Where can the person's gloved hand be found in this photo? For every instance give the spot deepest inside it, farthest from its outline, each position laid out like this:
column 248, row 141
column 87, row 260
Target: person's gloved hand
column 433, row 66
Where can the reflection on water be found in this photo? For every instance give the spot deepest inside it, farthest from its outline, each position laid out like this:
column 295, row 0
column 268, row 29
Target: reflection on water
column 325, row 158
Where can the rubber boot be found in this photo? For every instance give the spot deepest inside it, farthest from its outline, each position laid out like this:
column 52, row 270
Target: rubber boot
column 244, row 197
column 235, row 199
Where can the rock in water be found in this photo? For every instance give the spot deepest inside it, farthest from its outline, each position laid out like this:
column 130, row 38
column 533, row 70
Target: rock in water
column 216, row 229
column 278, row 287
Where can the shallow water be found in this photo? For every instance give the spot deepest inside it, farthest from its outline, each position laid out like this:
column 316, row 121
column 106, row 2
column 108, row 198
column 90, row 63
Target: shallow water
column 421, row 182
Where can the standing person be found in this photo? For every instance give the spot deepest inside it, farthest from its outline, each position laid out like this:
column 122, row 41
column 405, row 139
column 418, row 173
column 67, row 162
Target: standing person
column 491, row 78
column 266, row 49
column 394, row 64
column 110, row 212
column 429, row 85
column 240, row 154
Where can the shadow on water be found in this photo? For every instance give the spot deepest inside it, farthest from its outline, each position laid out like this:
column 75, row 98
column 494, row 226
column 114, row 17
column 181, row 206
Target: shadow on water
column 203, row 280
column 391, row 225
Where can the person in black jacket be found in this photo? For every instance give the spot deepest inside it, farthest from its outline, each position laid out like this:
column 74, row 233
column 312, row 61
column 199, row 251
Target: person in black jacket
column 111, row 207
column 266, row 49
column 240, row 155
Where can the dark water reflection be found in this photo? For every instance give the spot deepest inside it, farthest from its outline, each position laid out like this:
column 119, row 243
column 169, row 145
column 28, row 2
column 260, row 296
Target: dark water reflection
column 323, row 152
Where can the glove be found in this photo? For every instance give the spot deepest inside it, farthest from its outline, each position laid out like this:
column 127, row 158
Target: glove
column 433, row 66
+ + + + +
- Problem
Rewrite all of the data above, swapping each "instance" for "occurrence" and leaving everything else as it is.

- Full solution
Where can the person's gloved hand be found in this photo? For every occurrence give the spot deepest inside it, farthest from its outline, each position laid out like this:
column 248, row 141
column 87, row 260
Target: person's gloved hand
column 433, row 66
Where can the reflection on water be found in this photo? For every occurrence give the spot deepest inside it, farthest from its outline, each position laid out like this:
column 295, row 0
column 268, row 29
Target: reflection on water
column 325, row 158
Where can the rubber boot be found in this photo? For every occurrence give the spot deepest inside it, farthest from its outline, each position laid out like this:
column 52, row 270
Target: rubber boot
column 244, row 197
column 235, row 199
Where can the rock in water be found in this photo? For every occurrence give the spot deepest inside it, farthest from its outline, each position laid out like this:
column 130, row 38
column 533, row 70
Target: rock in water
column 216, row 229
column 278, row 287
Where can the shallow water be found in this photo? For every occurrence give the spot deepest inside it, farthest from its outline, each position laid out like this:
column 316, row 121
column 106, row 2
column 108, row 198
column 90, row 63
Target: shallow water
column 421, row 182
Where can the standing person be found in this photo? For every occurrence give the spot deepest inside it, farthest from its outline, each position laid out like this:
column 122, row 41
column 405, row 139
column 418, row 173
column 67, row 162
Target: standing person
column 491, row 78
column 266, row 49
column 394, row 64
column 110, row 212
column 429, row 85
column 240, row 154
Where can the shadow on water be found in this photo? For every occurrence give the spot deepest inside it, farthest from its outline, each position laid out like this:
column 75, row 98
column 494, row 226
column 114, row 17
column 181, row 206
Target: shadow on water
column 203, row 280
column 391, row 225
Where can the person in black jacket be found in this photo? For every occurrence give the spot deepest inside it, farthest from its outline, each position laid out like this:
column 74, row 233
column 312, row 61
column 199, row 251
Target: person in black jacket
column 111, row 207
column 266, row 49
column 240, row 155
Where can the dark water reflection be found in this photo? For every occurrence give the spot deepest inside it, farthest from its outline, each position laid out like this:
column 119, row 243
column 169, row 145
column 28, row 2
column 260, row 296
Target: dark water reflection
column 323, row 152
Where can the glove be found in this photo? For every occurrence give the spot deepest inside it, farthest from its outline, each position laid out like this:
column 127, row 158
Target: glove
column 433, row 66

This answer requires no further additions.